Goals:
1. In the NLTK tagger notebook, reproduce the stretch from "[nltk_data] Downloading package treebank" through "punkt is already up-to-date!", keeping every character as it appears.
2. Answer these questions from the NLTK tagger notebook, one answer per line and marked the same way:
(a) Which two NLTK packages does the notebook download?
(b) How many treebank tagged sentences are used as the sample corpus?
(c) Which tag does the rule-based pattern for words ending in "ould" assign?

Text block:

· · · · ·

In [2]:
# Download necessary NLTK data
nltk.download('treebank')
nltk.download('punkt')

[nltk_data] Downloading package treebank to
[nltk_data]     C:\Users\Sahyadri\AppData\Roaming\nltk_data...
[nltk_data]   Package treebank is already up-to-date!
[nltk_data] Downloading package punkt to
[nltk_data]     C:\Users\Sahyadri\AppData\Roaming\nltk_data...
[nltk_data]   Package punkt is already up-to-date!


True

In [7]:
import nltk
from nltk.corpus import treebank
from nltk.tag import UnigramTagger, BigramTagger, RegexpTagger
from nltk.tokenize import word_tokenize

# Sample corpus - using treebank corpus
corpus = treebank.tagged_sents()[:300]

# Training data
train_data = corpus[:250]
test_data = corpus[250:]

# Define patterns for rule-based tagger
patterns = [
    (r'.*ing$', 'VBG'),    # gerunds
    (r'.*ed$', 'VBD'),     # past tense verbs
    (r'.*es$', 'VBZ'),     # 3rd person singular present verbs
    (r'.*ould$', 'MD'),    # modals
    (r'.*\'s$', 'POS'),    # possessive nouns
    (r'.*s$', 'NNS'),      # plural nouns
    (r'^-?[0-9]+(.[0-9]+)?$', 'CD'),  # cardinal numbers
    (r'.*', 'NN')          # nouns (default)

· · · · ·

Data excerpts:

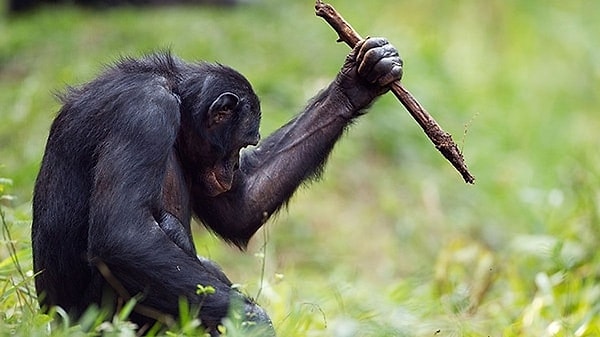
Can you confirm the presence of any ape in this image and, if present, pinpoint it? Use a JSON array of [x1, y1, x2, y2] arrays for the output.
[[32, 38, 402, 334]]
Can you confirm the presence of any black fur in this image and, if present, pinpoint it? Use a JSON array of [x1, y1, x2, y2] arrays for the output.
[[32, 39, 401, 334]]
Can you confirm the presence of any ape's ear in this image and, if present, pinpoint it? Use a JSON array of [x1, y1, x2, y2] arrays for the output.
[[208, 92, 240, 128]]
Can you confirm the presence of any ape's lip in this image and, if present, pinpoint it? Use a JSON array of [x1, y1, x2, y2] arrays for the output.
[[208, 170, 233, 196]]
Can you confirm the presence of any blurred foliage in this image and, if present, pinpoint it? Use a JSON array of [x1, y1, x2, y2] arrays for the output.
[[0, 0, 600, 337]]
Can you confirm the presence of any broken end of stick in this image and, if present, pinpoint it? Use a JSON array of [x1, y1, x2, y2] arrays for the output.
[[435, 138, 475, 185]]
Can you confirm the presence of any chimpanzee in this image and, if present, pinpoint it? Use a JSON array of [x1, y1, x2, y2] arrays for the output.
[[32, 38, 402, 334], [8, 0, 240, 13]]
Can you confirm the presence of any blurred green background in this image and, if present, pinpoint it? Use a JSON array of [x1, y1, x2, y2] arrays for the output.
[[0, 0, 600, 337]]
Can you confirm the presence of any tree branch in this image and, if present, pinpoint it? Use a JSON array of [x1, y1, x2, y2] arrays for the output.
[[315, 0, 475, 184]]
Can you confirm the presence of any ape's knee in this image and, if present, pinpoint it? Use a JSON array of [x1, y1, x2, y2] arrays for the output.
[[229, 291, 275, 337]]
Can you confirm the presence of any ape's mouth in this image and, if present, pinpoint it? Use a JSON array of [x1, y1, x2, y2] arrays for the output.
[[205, 168, 234, 197]]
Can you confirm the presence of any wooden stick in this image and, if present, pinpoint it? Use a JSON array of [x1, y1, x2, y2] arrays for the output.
[[315, 0, 475, 184]]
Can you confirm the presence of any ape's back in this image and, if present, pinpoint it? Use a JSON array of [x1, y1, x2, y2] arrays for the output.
[[32, 54, 182, 316]]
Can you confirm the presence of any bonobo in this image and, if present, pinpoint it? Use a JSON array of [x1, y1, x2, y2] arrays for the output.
[[32, 38, 402, 334]]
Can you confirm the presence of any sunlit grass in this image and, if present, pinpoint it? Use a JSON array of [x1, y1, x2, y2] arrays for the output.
[[0, 0, 600, 337]]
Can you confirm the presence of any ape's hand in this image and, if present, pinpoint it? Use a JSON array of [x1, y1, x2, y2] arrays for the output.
[[335, 38, 402, 114]]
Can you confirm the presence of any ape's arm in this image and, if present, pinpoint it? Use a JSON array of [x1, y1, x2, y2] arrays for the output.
[[192, 39, 402, 247]]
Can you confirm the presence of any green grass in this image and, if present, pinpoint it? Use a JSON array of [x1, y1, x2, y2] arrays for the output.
[[0, 0, 600, 337]]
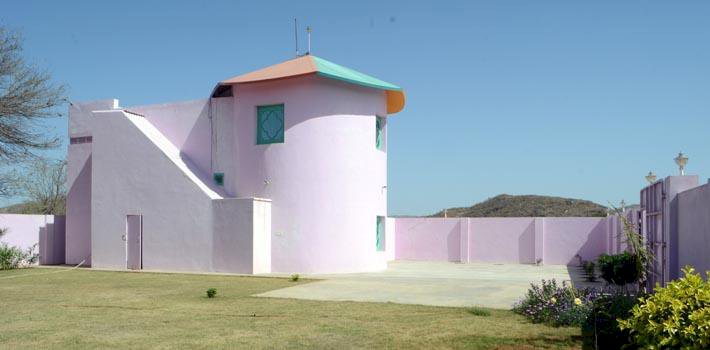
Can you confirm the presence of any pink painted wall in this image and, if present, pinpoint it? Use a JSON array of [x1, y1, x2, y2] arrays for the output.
[[395, 217, 618, 265], [67, 76, 395, 273], [64, 99, 118, 265], [232, 76, 387, 273]]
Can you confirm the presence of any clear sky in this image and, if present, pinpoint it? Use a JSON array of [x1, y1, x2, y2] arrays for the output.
[[0, 0, 710, 215]]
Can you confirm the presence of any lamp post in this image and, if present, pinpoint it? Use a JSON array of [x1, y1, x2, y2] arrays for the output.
[[673, 152, 688, 176], [646, 171, 656, 185]]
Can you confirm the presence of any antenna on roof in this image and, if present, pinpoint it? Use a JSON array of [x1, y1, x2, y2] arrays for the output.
[[306, 26, 312, 55], [293, 17, 300, 57]]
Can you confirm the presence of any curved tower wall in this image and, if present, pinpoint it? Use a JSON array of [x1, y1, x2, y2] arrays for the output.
[[229, 75, 394, 273]]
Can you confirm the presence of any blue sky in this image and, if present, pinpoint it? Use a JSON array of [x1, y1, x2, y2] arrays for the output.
[[0, 0, 710, 215]]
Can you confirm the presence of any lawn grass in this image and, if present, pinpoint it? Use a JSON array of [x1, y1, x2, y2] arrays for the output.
[[0, 268, 580, 349]]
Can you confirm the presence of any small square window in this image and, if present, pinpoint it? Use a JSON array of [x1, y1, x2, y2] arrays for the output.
[[212, 173, 224, 186], [375, 116, 386, 151], [375, 216, 385, 252], [256, 104, 284, 145]]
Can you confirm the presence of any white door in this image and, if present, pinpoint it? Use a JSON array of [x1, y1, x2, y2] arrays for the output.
[[126, 215, 143, 270]]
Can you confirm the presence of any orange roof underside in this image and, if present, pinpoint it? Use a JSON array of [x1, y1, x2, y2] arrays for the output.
[[221, 56, 318, 84]]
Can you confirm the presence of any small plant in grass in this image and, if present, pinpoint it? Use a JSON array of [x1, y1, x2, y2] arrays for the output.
[[582, 291, 638, 350], [619, 266, 710, 349], [468, 307, 491, 316], [0, 243, 38, 270]]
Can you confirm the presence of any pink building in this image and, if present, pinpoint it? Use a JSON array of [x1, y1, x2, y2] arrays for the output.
[[65, 55, 404, 273]]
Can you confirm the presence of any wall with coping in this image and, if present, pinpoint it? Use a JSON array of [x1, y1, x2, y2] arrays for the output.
[[677, 183, 710, 277], [394, 217, 616, 264], [212, 198, 271, 274], [91, 110, 268, 273], [0, 214, 65, 265], [64, 99, 118, 265]]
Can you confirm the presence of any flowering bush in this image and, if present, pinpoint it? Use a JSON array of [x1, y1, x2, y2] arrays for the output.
[[619, 266, 710, 349], [582, 291, 638, 350], [513, 279, 599, 327]]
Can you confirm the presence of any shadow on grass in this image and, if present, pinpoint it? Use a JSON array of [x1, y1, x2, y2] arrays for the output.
[[447, 335, 582, 350]]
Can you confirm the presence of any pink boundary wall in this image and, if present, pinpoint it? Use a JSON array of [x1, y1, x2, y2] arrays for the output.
[[394, 216, 624, 265], [0, 214, 65, 265]]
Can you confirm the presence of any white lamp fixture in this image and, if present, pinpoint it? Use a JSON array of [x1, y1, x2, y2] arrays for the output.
[[646, 171, 656, 184], [673, 152, 688, 176]]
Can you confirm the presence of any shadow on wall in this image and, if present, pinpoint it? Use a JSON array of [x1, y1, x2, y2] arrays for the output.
[[446, 220, 462, 262], [38, 216, 66, 265], [544, 217, 618, 265]]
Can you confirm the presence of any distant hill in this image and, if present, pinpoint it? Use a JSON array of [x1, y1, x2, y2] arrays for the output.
[[0, 198, 66, 215], [432, 194, 607, 217]]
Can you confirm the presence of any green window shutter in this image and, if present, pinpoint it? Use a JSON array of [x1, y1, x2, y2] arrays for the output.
[[375, 117, 385, 150], [256, 104, 285, 145], [375, 216, 385, 252], [212, 173, 224, 186]]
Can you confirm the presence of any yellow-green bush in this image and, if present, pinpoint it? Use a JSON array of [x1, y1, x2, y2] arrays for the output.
[[619, 266, 710, 349]]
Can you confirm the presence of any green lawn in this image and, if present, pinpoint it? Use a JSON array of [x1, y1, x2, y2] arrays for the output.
[[0, 268, 580, 349]]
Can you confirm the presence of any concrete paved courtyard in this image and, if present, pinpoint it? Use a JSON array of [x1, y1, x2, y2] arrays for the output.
[[257, 261, 579, 309]]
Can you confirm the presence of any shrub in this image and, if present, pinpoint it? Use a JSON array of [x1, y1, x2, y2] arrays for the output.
[[619, 266, 710, 349], [468, 307, 491, 316], [582, 293, 638, 349], [513, 279, 597, 327], [0, 243, 31, 270], [598, 252, 643, 286], [582, 261, 597, 282]]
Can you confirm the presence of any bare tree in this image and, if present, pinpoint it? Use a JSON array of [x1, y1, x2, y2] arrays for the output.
[[14, 158, 67, 215], [0, 27, 65, 162]]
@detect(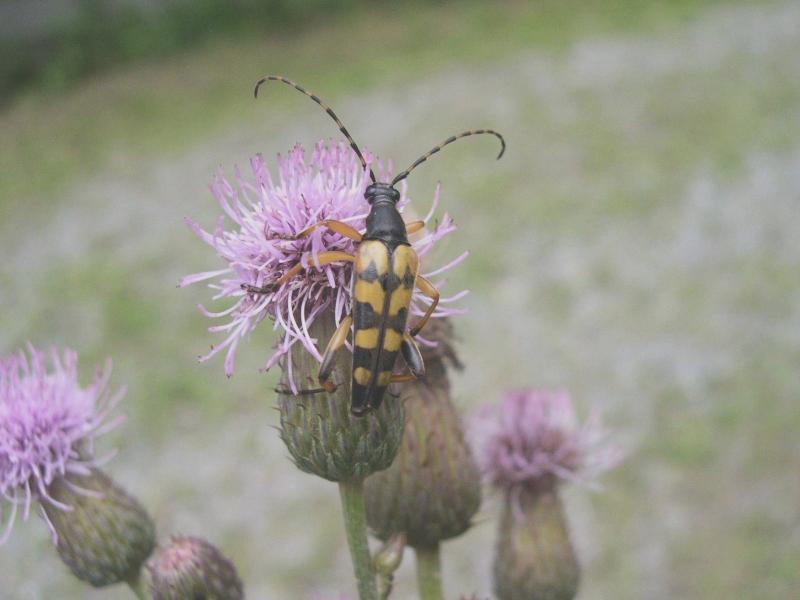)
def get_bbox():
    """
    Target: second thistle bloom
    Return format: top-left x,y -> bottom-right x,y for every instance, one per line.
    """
179,142 -> 466,384
0,346 -> 155,587
473,389 -> 620,490
475,390 -> 619,600
0,346 -> 123,543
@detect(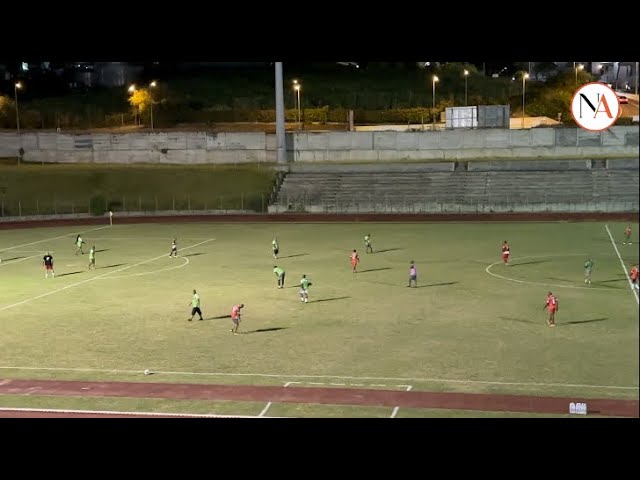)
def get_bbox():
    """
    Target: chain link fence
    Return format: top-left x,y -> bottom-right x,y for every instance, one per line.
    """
269,194 -> 639,213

· · · · ·

Results in order:
1.
[nltk_data] Downloading package treebank to
[nltk_data]     C:\Users\Sahyadri\AppData\Roaming\nltk_data...
[nltk_data]   Package treebank is already up-to-date!
[nltk_data] Downloading package punkt to
[nltk_data]     C:\Users\Sahyadri\AppData\Roaming\nltk_data...
[nltk_data]   Package punkt is already up-to-date!

2.
(a) treebank and punkt
(b) 300
(c) MD